■ INFORMATION GIVEN ■

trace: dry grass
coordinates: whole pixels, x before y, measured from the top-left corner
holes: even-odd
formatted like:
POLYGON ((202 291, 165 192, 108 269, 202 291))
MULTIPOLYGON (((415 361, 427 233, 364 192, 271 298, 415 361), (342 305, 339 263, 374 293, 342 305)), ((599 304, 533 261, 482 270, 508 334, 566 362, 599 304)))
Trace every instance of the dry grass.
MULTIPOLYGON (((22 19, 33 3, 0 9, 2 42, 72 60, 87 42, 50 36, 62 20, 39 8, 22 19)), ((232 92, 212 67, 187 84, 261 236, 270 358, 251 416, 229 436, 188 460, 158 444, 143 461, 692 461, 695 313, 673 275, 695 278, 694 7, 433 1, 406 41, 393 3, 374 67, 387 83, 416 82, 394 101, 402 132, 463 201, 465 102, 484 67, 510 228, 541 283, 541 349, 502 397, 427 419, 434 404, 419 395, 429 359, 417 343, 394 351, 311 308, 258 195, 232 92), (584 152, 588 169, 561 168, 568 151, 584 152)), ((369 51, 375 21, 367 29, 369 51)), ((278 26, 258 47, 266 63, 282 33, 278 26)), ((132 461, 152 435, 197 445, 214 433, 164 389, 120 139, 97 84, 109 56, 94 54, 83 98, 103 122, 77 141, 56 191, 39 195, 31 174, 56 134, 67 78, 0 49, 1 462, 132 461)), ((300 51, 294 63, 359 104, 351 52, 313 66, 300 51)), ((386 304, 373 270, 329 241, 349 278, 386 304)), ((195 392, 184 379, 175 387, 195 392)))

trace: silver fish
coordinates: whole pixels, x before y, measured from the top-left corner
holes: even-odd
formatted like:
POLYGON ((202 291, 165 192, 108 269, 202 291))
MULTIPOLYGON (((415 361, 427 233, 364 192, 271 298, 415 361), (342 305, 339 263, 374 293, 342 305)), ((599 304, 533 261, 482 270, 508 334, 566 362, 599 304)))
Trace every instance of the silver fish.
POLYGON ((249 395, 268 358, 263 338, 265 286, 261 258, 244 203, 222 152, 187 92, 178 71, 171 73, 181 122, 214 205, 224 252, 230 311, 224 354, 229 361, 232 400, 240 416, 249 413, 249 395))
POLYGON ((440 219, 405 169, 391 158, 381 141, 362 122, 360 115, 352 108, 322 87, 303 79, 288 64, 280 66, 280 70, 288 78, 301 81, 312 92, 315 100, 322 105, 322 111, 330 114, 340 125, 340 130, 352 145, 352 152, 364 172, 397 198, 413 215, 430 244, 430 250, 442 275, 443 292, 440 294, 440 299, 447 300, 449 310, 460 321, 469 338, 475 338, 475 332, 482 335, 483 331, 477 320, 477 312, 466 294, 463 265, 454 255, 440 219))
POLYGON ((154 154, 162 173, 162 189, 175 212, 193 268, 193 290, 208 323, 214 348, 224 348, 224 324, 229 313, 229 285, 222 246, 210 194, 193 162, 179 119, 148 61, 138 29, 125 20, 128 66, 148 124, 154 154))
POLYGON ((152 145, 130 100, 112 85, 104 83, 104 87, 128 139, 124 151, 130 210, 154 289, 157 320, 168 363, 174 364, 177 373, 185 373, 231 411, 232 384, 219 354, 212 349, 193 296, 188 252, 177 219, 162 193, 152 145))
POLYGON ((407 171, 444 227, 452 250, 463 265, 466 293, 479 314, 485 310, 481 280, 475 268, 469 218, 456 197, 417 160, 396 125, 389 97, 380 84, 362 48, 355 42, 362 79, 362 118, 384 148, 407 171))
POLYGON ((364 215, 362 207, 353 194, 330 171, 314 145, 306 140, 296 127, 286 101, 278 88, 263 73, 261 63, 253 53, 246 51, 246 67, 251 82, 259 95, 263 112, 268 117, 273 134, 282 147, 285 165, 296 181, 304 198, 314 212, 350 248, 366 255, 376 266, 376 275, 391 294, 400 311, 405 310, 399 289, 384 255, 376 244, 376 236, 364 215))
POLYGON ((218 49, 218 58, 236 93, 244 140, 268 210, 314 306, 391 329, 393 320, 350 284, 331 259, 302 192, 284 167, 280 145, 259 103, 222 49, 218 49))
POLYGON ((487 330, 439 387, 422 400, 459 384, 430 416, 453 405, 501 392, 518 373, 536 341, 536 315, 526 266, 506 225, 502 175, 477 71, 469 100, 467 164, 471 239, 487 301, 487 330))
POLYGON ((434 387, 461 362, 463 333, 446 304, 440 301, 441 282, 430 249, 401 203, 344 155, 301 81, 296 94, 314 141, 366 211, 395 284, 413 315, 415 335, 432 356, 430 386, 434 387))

■ WHAT TO DO ■
Copy out all of the lines above word for word, from the first to the last.

■ SOLUTION FOR THIS PROBLEM ■
trace: dry grass
coordinates: whole pixels, x before y, measured from the top-left corner
holes: even-odd
formatted like:
POLYGON ((202 291, 165 192, 108 269, 202 291))
MULTIPOLYGON (((415 361, 427 233, 364 192, 271 298, 415 361), (342 305, 339 263, 374 293, 342 305)), ((599 304, 533 261, 482 270, 508 334, 566 362, 599 304)))
Trace every instance of the dry grass.
MULTIPOLYGON (((22 19, 33 3, 0 9, 2 42, 72 60, 87 42, 50 36, 62 20, 39 8, 22 19)), ((232 92, 212 67, 187 84, 261 236, 270 358, 251 416, 229 436, 188 460, 158 444, 143 461, 692 461, 695 313, 673 275, 695 278, 694 7, 433 1, 406 41, 393 3, 374 67, 387 83, 416 82, 394 101, 402 132, 463 201, 465 102, 484 67, 510 228, 541 283, 541 349, 502 397, 427 419, 434 404, 419 395, 429 359, 417 343, 394 351, 311 308, 258 195, 232 92), (584 152, 588 169, 561 168, 568 151, 584 152)), ((369 51, 375 21, 367 29, 369 51)), ((278 26, 258 47, 266 63, 282 33, 278 26)), ((132 461, 152 435, 197 445, 214 433, 164 389, 120 139, 97 84, 109 56, 94 54, 83 98, 103 122, 77 141, 56 191, 39 195, 31 174, 56 134, 67 78, 0 49, 1 462, 132 461)), ((300 51, 294 63, 359 104, 351 52, 313 66, 300 51)), ((386 304, 373 270, 329 241, 349 278, 386 304)), ((195 392, 184 379, 175 387, 195 392)))

trace: silver fish
coordinates: whole pixels, x before y, measured from the top-left corner
holes: even-odd
formatted like:
POLYGON ((202 291, 165 192, 108 269, 202 291))
MULTIPOLYGON (((415 361, 427 233, 364 192, 271 298, 415 361), (342 305, 339 263, 374 293, 342 305)), ((599 304, 533 261, 482 270, 508 334, 566 362, 599 304)))
Trace every instance of the silver fish.
POLYGON ((249 395, 268 358, 263 338, 265 286, 261 258, 244 203, 222 152, 187 92, 178 71, 171 73, 181 122, 214 205, 224 252, 230 311, 224 354, 229 361, 232 400, 240 416, 249 413, 249 395))
POLYGON ((440 219, 405 169, 391 158, 381 141, 362 122, 360 115, 352 108, 322 87, 303 79, 288 64, 280 66, 280 70, 288 78, 301 81, 312 92, 315 100, 322 105, 322 111, 330 114, 340 125, 340 130, 352 145, 352 152, 364 172, 397 198, 413 215, 430 244, 430 250, 442 275, 443 292, 440 294, 440 299, 447 300, 449 310, 460 321, 469 338, 475 338, 475 332, 482 335, 483 331, 477 320, 477 312, 466 294, 463 265, 454 255, 440 219))
POLYGON ((154 154, 162 173, 162 189, 175 212, 193 268, 193 290, 208 323, 214 348, 224 348, 224 324, 229 313, 229 285, 222 246, 210 194, 193 162, 179 119, 148 61, 138 29, 125 20, 128 66, 148 124, 154 154))
POLYGON ((152 145, 130 100, 112 85, 104 83, 104 87, 128 139, 124 151, 130 210, 154 289, 157 320, 168 363, 174 364, 177 373, 185 373, 231 411, 232 384, 219 354, 212 349, 193 296, 188 252, 177 219, 162 193, 152 145))
POLYGON ((407 171, 444 227, 452 250, 463 265, 466 293, 479 314, 485 310, 481 280, 475 268, 469 218, 456 197, 417 160, 396 125, 389 97, 380 84, 362 48, 355 42, 362 79, 362 118, 384 148, 407 171))
POLYGON ((364 215, 362 207, 353 194, 330 171, 314 145, 306 140, 296 127, 286 101, 278 88, 263 73, 261 63, 253 53, 246 51, 246 67, 251 82, 259 95, 263 112, 268 117, 273 134, 282 147, 285 165, 296 181, 304 198, 314 212, 350 248, 366 255, 376 266, 376 275, 391 294, 400 311, 405 310, 399 289, 384 255, 376 244, 376 236, 364 215))
POLYGON ((218 49, 218 58, 236 93, 244 140, 268 210, 314 306, 391 329, 393 320, 350 284, 331 259, 302 192, 284 167, 280 145, 259 103, 222 49, 218 49))
POLYGON ((487 330, 439 387, 422 400, 459 384, 430 416, 453 405, 501 392, 518 373, 536 341, 536 315, 526 266, 506 225, 502 175, 477 71, 469 100, 467 164, 471 239, 487 301, 487 330))
POLYGON ((434 387, 461 362, 463 333, 446 304, 440 301, 441 282, 430 249, 401 203, 344 155, 301 81, 296 94, 314 141, 366 211, 395 284, 413 315, 415 335, 432 356, 430 386, 434 387))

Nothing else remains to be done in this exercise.